Only the number is requested. Tally the lines of the data that hold the string "banner".
-- Opening Marker --
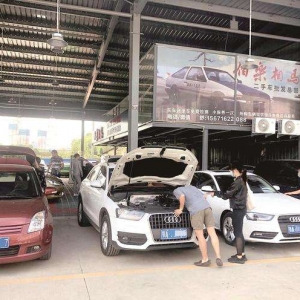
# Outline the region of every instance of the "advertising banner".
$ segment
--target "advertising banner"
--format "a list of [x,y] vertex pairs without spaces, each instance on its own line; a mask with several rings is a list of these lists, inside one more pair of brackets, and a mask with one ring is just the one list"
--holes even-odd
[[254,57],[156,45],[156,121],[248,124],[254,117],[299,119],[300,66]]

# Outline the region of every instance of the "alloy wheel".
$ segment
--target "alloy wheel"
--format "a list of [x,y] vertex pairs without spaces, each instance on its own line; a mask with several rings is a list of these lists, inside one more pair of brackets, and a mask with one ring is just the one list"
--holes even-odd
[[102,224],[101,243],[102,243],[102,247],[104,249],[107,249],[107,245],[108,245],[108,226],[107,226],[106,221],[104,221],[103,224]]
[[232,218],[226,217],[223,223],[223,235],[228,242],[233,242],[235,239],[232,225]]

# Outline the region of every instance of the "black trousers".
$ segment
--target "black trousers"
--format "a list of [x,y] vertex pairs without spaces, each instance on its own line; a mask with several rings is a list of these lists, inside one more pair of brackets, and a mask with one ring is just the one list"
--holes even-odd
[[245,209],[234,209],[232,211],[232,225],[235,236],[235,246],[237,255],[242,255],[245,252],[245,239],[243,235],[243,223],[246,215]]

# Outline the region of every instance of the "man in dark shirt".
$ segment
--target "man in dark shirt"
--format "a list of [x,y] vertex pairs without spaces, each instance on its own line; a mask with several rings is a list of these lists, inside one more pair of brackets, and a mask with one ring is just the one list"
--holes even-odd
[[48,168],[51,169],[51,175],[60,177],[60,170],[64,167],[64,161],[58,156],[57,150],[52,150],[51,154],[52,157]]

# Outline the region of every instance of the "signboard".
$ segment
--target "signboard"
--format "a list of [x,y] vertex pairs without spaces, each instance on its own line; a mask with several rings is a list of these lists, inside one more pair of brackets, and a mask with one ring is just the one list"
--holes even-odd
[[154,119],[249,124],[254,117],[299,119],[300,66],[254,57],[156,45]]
-- Closing Marker --
-- Opening Marker --
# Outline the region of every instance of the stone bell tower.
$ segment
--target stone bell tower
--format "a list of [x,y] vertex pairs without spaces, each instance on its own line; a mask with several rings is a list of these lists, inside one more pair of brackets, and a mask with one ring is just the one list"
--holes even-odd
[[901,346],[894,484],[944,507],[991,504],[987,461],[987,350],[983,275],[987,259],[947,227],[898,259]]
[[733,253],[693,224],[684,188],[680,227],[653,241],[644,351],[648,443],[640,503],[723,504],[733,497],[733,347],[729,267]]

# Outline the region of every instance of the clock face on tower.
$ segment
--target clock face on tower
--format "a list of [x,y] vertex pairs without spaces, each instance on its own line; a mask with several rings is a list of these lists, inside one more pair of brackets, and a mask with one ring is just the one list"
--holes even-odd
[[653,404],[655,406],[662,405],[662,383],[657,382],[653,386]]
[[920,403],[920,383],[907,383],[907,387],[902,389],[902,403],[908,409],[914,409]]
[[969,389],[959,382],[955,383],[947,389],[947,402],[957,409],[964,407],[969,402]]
-- Closing Marker --
> **OUTPUT OF THE EXERCISE**
2